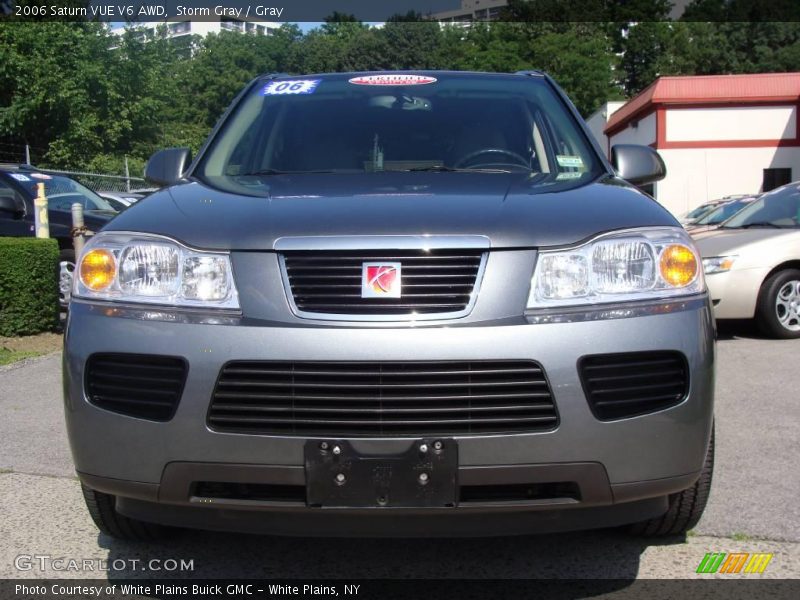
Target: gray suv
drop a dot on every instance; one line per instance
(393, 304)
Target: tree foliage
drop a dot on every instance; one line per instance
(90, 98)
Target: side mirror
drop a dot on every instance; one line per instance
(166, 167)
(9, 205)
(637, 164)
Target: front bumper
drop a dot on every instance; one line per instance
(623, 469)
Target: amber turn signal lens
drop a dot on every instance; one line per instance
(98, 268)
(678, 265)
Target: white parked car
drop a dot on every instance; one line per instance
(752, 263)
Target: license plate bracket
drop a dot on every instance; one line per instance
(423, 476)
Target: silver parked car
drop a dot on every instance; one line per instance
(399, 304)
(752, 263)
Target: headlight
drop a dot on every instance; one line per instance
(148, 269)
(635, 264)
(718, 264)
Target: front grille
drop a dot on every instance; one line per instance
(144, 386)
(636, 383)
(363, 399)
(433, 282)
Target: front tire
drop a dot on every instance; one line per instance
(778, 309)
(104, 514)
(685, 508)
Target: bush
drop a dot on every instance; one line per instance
==
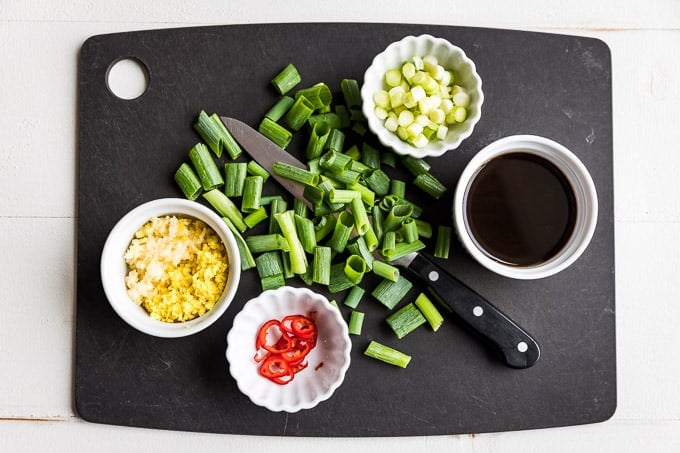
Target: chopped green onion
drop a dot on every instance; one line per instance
* * *
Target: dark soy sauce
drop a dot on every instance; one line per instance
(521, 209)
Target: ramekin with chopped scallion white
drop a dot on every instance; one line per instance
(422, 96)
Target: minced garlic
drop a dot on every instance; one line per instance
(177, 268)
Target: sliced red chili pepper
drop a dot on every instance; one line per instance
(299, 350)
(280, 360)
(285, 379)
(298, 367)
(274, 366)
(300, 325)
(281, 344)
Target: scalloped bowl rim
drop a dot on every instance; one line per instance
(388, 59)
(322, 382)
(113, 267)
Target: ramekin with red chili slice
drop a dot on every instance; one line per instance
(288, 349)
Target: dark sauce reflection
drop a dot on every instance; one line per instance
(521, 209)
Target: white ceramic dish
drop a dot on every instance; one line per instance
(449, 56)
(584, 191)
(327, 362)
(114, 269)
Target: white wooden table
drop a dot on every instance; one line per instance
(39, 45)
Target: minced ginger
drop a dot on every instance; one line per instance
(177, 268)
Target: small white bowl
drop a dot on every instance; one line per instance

● Directive:
Return every line of the listing above that contains the string "sauce".

● Output for this exercise:
Target: dark soy sauce
Target: dark sauce reflection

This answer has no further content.